Insensé celui qui somme le rêve de s'expliquer - Jean RAY - Malpertuis

lundi 8 novembre 2010

Les Animaux du Huitième Jour



Q

uand Dieu eut fini de créer le monde, le septième jour il se reposa ; tout le monde le sait. Mais que fit-il le huitième ? Tout le monde ne le sait pas…
Ce jour-là, Dieu se leva tranquillement, sans faire sonner son réveil, se prépara un bon petit déjeuner qu’il prit sans hâte en écoutant les nouvelles portées par ses anges informateurs. Puis il se fit couler un bain parfumé d’huiles odorantes dans lequel il se prélassa. Des chérubins musicaux lui donnaient une aubade et je crois bien qu’il fit un petit somme ; la température de l’eau qui tiédissait le réveilla. Il se sécha, se talqua, se parfuma et après s’être arrangé soigneusement la barbe et les cheveux, revêtit une tunique de lin blanc qui le changea agréablement des cottes de travail qu’il portait depuis une semaine.

● **Matériel fourni**
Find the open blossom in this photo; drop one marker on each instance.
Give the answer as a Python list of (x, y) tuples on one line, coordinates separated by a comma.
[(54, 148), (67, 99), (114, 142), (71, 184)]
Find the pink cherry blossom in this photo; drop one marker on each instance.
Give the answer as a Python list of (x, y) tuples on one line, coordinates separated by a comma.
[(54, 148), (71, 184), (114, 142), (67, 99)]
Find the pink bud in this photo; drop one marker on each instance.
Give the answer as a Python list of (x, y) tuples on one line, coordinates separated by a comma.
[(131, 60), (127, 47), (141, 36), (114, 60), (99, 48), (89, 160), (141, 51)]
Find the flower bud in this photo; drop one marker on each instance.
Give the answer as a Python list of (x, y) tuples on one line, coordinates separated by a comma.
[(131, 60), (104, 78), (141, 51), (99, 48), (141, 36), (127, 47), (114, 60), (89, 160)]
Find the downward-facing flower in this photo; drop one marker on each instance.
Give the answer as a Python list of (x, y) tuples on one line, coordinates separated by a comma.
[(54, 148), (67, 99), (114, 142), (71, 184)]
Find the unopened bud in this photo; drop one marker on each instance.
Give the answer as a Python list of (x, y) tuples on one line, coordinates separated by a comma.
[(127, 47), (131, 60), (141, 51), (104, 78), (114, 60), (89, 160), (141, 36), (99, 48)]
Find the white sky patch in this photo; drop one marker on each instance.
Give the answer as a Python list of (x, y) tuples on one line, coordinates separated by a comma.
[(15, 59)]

● **Consigne**
Recopiez le passage du récit sur le huitième jour de Dieu, de « uand Dieu eut » à « depuis une semaine. ». Le matériel fourni ne joue aucun rôle dans ce travail.

● **Réponse proposée**
uand Dieu eut fini de créer le monde, le septième jour il se reposa ; tout le monde le sait. Mais que fit-il le huitième ? Tout le monde ne le sait pas…
Ce jour-là, Dieu se leva tranquillement, sans faire sonner son réveil, se prépara un bon petit déjeuner qu’il prit sans hâte en écoutant les nouvelles portées par ses anges informateurs. Puis il se fit couler un bain parfumé d’huiles odorantes dans lequel il se prélassa. Des chérubins musicaux lui donnaient une aubade et je crois bien qu’il fit un petit somme ; la température de l’eau qui tiédissait le réveilla. Il se sécha, se talqua, se parfuma et après s’être arrangé soigneusement la barbe et les cheveux, revêtit une tunique de lin blanc qui le changea agréablement des cottes de travail qu’il portait depuis une semaine.